**Given problem:**
Return every row below that contains the word "surface". Case counts.

**Supplied material:**
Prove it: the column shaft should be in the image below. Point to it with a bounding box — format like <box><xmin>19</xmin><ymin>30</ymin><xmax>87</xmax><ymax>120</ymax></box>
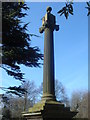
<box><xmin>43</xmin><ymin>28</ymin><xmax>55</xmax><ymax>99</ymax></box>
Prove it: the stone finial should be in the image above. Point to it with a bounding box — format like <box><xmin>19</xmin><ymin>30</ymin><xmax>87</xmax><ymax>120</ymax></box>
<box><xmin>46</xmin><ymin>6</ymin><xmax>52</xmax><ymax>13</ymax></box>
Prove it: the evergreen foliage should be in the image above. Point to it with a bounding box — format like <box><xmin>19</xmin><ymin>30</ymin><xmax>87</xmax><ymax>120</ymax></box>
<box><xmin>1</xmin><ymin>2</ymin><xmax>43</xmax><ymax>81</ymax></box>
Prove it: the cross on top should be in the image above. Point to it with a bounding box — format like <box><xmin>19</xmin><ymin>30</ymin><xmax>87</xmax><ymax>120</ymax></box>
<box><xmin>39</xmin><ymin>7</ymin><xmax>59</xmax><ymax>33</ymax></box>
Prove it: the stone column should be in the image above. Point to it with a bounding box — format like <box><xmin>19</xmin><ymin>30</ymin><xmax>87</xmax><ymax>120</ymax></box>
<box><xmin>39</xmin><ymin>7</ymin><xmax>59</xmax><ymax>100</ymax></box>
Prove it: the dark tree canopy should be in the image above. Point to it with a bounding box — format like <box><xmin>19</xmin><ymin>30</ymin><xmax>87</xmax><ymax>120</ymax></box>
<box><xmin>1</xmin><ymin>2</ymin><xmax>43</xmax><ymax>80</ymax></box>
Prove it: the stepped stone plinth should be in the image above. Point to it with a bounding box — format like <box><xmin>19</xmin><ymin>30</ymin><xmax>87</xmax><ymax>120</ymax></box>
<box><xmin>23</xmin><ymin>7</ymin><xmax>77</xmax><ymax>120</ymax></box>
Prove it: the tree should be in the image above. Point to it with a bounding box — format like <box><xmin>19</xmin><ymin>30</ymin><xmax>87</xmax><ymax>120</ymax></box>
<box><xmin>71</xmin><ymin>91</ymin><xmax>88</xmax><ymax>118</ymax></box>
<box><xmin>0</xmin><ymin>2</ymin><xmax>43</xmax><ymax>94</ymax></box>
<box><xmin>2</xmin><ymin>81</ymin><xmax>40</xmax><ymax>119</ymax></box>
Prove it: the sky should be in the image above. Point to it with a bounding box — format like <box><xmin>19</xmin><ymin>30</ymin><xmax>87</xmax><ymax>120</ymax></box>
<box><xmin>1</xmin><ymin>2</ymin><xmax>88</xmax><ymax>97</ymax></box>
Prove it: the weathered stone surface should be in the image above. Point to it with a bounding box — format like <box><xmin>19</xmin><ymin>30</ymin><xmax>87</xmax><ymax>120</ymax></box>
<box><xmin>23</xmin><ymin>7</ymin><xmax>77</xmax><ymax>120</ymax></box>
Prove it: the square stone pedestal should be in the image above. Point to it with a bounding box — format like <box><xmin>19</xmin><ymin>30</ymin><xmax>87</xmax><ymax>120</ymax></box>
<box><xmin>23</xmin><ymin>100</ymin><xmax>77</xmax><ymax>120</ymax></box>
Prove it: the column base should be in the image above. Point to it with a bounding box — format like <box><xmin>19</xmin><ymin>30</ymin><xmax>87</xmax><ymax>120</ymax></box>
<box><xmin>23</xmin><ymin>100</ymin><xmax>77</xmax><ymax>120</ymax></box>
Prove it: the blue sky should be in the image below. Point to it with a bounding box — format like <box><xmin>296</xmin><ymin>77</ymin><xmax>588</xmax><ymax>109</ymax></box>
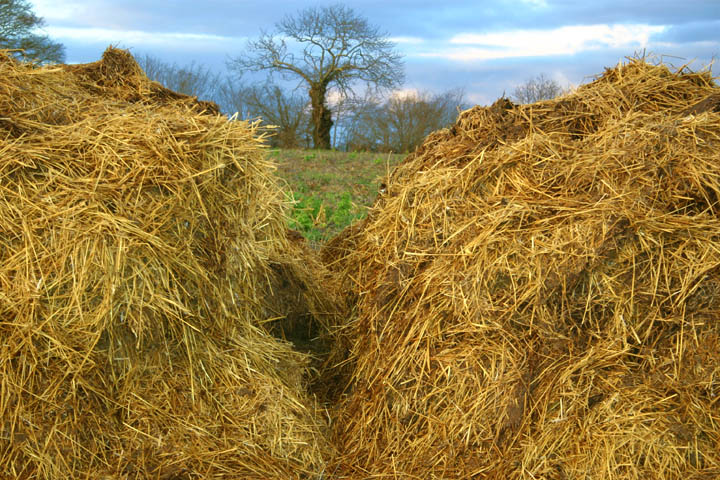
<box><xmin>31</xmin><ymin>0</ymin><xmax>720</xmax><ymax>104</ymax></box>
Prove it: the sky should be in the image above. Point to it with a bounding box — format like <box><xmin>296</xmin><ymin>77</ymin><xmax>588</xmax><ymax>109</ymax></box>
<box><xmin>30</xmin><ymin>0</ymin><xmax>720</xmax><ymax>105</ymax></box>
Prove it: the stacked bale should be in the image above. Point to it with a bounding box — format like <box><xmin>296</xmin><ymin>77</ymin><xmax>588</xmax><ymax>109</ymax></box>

**Final result:**
Prove it: the weathered stone surface should be in the image above. Point to it with a bounding box — format like <box><xmin>19</xmin><ymin>30</ymin><xmax>87</xmax><ymax>120</ymax></box>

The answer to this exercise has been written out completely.